**PROBLEM SET**
**A.** What does the Trinity travel account say the Trinity Experience Historical Society does with the money from its tours?
**B.** Which tree species does the Trinity travel account name on the hills along the road in?
**C.** Extend the Trinity travel account past its final sentence.
====== EXCERPT PROVIDED ======
On Friday discovered there are multiple Trinity’s in Newfoundland and worse, that my GPS had no idea where the one I wanted was to. The road in comes out occasionally on water but for much of the trip crosses hills filled with birch, balsam fir and black spruce. Many times I hoped I wasn’t about to drop off the end of the world. At a so-called visitors trail centre I was told, Oh you can’t miss Rising Tide Theatre, just follow the signs. There were no signs. The road into Trinity Bight is posted at 30 kilometres and this isn’t solely to give the local RCMP a chance to catch up on their speeding ticket quota; there’s a reason outports were only accessible by boat until recent decades.

Trinity Harbour was discovered by Captain Cook on Trinity Sunday and the original hand-drawn chart is remarkably accurate. Once a bustling fishing port shipping barrels of salt cod to Europe the community has suffered major setbacks with the cod moratorium and a severely dwindling population. Nowhere is that more evident than at St Paul’s Anglican Church which has a hymn in the Anglican Hymn Book that was written specifically for this congregation. The church, built to hold 500, serves a community that in winter barely has 50 residents. The Catholic Church has two aged members, the United Church is no more.

Today tourism is the mainstay of the community. The Trinity Experience Historical Society not only sells tours of the community but also uses its funds to restore and maintain significant structures. Rising Tide Theatre draws theatre goers such as myself and helps fill restaurants, inns, and B&Bs. The scenery doesn’t hurt either. And I found the theatre mistakenly walking into the Artistic Directors Office and mentioning that they might want to let their audience know where they were. Two days later the sign was up.
====== STUDY MATERIAL ======
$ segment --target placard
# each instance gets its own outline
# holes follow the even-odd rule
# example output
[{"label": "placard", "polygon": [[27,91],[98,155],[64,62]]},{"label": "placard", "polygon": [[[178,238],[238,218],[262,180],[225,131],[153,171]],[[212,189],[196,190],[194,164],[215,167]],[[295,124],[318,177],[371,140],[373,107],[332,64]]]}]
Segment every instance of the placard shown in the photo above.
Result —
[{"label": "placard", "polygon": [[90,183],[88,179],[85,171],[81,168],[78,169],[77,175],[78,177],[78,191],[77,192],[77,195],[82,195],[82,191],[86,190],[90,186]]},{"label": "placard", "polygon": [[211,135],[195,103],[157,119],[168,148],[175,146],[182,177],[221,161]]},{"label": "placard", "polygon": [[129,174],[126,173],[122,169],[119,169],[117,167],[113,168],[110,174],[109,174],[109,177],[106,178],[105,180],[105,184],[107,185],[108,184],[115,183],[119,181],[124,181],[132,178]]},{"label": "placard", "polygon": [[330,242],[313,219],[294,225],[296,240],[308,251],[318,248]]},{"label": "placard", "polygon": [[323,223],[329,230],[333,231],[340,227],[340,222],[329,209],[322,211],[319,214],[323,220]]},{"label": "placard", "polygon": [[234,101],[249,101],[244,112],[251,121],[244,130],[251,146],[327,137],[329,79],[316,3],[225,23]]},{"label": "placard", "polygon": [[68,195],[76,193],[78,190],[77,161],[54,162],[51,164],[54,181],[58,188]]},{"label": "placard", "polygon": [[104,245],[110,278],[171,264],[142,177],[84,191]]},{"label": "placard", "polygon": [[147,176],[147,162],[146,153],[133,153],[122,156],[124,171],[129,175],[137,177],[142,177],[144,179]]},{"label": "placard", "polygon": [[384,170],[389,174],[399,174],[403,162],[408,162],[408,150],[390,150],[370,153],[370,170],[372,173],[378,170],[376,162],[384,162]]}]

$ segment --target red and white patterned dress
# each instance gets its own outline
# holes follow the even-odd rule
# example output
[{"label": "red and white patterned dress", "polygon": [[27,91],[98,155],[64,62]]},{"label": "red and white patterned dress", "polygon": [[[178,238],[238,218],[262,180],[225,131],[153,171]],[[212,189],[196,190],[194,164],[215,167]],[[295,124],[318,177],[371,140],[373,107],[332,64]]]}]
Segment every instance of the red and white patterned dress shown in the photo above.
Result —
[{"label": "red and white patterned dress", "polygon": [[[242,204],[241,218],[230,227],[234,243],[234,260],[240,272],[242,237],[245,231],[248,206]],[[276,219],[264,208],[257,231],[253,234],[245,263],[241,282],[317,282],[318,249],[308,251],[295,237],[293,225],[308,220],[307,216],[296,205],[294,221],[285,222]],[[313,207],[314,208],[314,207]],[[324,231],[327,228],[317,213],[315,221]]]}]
======
**ANSWERS FOR EACH ITEM**
**A.** It uses those funds to restore and maintain significant structures in the community.

**B.** Birch, balsam fir and black spruce.

**C.**
Faced with a performance that could be in a backyard or upstairs at the parish hall a quarter mile distant in a strange town I demurred learning later the show was cancelled due to lack of ticket sales. It came off Sunday night outdoors for an audience of seven fending off blackflies while a kitten mewed in the background. My campground proved to be a hollow beside the highway down the road from Trinity Cabins Office which started business in 1948.

On Saturday I got lucky with the weather and went for a hike around gun hill that started at the Anglican Cemetery and Mortuary Chapel used for services in winter. To see the harbour today it’s hard to picture it in the days when the town merchant had a fleet of 200 ships moored there. Like so many other places I’ve visited in Newfoundland the talk is of former glory days and the present struggle to find work to encourage the young people to stay on. Not that the average working man got rich on his labour making the merchant owners rich on his toil--but at least he had employment. My host pointed out the fate of his 18-year-old son who went to rough-neck in the oil fields of Northern Alberta and met his death there. Life at sea may have been equally treacherous but it was work a Newfoundlander could understand.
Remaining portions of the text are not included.